SOURCE EXCERPT:
┌──

In today’s update: The gold outlook and institutional buying picture look very different this week depending on who you ask — UBS, Goldman, and JPMorgan all trimmed near-term targets, yet central banks bought 244 tonnes in Q1 and Deutsche Bank is holding a $8,000-by-2031 call. Here’s what the divergence means.

As of May 29, 2026, the gold outlook institutional buying trend are pointing in two very different directions. ETF outflows are rising, bank targets are being trimmed, and Iran-US peace optimism is cooling what was once the year’s most crowded trade. When you read the headlines in isolation, it looks like a turning point. Read them together, however, and a different picture emerges: the investors selling are traders. The ones buying — central banks, long-horizon institutions, five-year forecasters — haven’t moved an inch. That gap between tactical positioning and structural conviction is the story of this week in precious metals.

└──

RAW RECORDS:
┌──

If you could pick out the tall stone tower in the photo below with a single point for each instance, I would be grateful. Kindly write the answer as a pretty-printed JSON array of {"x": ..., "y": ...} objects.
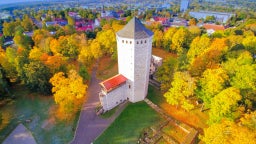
[{"x": 134, "y": 46}]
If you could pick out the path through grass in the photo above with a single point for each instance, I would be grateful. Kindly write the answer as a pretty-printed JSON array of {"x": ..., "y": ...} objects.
[
  {"x": 129, "y": 125},
  {"x": 39, "y": 111},
  {"x": 195, "y": 118}
]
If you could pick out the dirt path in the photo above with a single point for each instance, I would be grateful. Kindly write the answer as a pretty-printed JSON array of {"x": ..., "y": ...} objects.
[{"x": 89, "y": 125}]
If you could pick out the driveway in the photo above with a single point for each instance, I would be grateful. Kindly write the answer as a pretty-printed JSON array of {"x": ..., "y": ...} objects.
[{"x": 90, "y": 126}]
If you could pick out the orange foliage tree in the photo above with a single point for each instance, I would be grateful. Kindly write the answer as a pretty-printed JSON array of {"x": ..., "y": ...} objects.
[{"x": 69, "y": 93}]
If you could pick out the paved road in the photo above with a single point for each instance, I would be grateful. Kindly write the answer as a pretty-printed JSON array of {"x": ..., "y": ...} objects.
[{"x": 90, "y": 126}]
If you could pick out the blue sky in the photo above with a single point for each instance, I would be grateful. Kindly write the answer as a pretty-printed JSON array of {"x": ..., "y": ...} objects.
[{"x": 15, "y": 1}]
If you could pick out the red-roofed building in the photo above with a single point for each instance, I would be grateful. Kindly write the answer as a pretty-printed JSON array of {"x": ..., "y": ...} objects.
[
  {"x": 113, "y": 82},
  {"x": 113, "y": 91},
  {"x": 85, "y": 28},
  {"x": 134, "y": 46},
  {"x": 211, "y": 28}
]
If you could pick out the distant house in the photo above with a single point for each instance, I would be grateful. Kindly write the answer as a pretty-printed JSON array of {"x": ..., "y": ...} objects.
[
  {"x": 85, "y": 28},
  {"x": 29, "y": 34},
  {"x": 219, "y": 16},
  {"x": 96, "y": 23},
  {"x": 184, "y": 5},
  {"x": 156, "y": 62},
  {"x": 160, "y": 20},
  {"x": 51, "y": 23},
  {"x": 72, "y": 14},
  {"x": 211, "y": 28},
  {"x": 61, "y": 22},
  {"x": 178, "y": 22}
]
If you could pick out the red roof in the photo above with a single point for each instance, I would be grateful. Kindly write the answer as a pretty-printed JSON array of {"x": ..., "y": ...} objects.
[
  {"x": 113, "y": 82},
  {"x": 214, "y": 27}
]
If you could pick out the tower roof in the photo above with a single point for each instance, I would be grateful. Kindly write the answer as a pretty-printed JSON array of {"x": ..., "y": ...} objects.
[
  {"x": 113, "y": 82},
  {"x": 135, "y": 30}
]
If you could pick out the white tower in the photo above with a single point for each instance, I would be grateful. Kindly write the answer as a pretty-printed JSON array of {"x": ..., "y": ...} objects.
[{"x": 134, "y": 46}]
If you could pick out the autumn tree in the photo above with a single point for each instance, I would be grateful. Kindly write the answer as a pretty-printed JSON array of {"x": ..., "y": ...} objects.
[
  {"x": 228, "y": 132},
  {"x": 224, "y": 105},
  {"x": 212, "y": 82},
  {"x": 107, "y": 40},
  {"x": 9, "y": 28},
  {"x": 165, "y": 73},
  {"x": 42, "y": 39},
  {"x": 182, "y": 90},
  {"x": 37, "y": 77},
  {"x": 210, "y": 58},
  {"x": 197, "y": 47},
  {"x": 158, "y": 39},
  {"x": 69, "y": 93},
  {"x": 250, "y": 44},
  {"x": 180, "y": 40},
  {"x": 242, "y": 73},
  {"x": 27, "y": 23},
  {"x": 249, "y": 120},
  {"x": 167, "y": 38}
]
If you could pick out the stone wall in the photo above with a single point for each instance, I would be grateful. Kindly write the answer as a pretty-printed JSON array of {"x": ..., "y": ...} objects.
[{"x": 113, "y": 98}]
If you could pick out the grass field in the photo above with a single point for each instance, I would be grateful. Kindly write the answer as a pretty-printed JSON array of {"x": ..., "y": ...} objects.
[
  {"x": 107, "y": 68},
  {"x": 39, "y": 110},
  {"x": 129, "y": 125},
  {"x": 195, "y": 118}
]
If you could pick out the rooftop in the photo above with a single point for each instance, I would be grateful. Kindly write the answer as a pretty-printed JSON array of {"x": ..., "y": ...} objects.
[
  {"x": 214, "y": 27},
  {"x": 135, "y": 30},
  {"x": 113, "y": 82}
]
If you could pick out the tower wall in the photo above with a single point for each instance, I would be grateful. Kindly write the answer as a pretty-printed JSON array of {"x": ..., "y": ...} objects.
[
  {"x": 134, "y": 57},
  {"x": 142, "y": 58},
  {"x": 125, "y": 51}
]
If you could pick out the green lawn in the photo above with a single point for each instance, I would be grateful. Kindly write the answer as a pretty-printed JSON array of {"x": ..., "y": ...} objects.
[
  {"x": 129, "y": 125},
  {"x": 39, "y": 109},
  {"x": 155, "y": 95},
  {"x": 194, "y": 117}
]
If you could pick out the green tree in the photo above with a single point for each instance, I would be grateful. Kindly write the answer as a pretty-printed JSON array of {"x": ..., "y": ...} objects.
[
  {"x": 68, "y": 93},
  {"x": 182, "y": 89},
  {"x": 27, "y": 23},
  {"x": 181, "y": 40},
  {"x": 197, "y": 47},
  {"x": 37, "y": 77},
  {"x": 250, "y": 44},
  {"x": 228, "y": 132},
  {"x": 84, "y": 73},
  {"x": 224, "y": 105},
  {"x": 167, "y": 39},
  {"x": 158, "y": 39},
  {"x": 212, "y": 82},
  {"x": 165, "y": 73}
]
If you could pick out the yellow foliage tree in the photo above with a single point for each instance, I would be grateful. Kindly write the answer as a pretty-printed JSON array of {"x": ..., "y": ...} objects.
[
  {"x": 69, "y": 93},
  {"x": 228, "y": 132}
]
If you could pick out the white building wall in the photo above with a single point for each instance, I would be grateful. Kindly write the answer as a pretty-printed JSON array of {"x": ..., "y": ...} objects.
[
  {"x": 134, "y": 58},
  {"x": 114, "y": 97},
  {"x": 142, "y": 61},
  {"x": 125, "y": 49}
]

└──

GIVEN EXERCISE: Continue the gold market update from the end of its last paragraph.

TASK RESPONSE:
JPMorgan: The Debasement Trade Is Cooling, Not Reversing

On May 28, 2026, JPMorgan strategist Nikolaos Panigirtzoglou flagged simultaneous outflows from both bitcoin and gold ETFs over the prior two weeks. Moreover, CME futures positions in both assets weakened over the same period. This is not a rotation — both are losing positioning at the same time. BlackRock’s iShares Bitcoin Trust (IBIT) shed $527.8 million on May 27, its second-largest daily outflow on record. In total, US spot bitcoin ETFs lost $733.4 million that day. Gold ETF outflows were smaller but directionally identical. JPMorgan attributed the shift to growing Iran-US peace expectations — not any change in the structural case for either asset. The debasement trade is the strategy of buying gold and bitcoin as hedges against currency erosion and geopolitical risk. It is cooling. That is not the same as being wrong.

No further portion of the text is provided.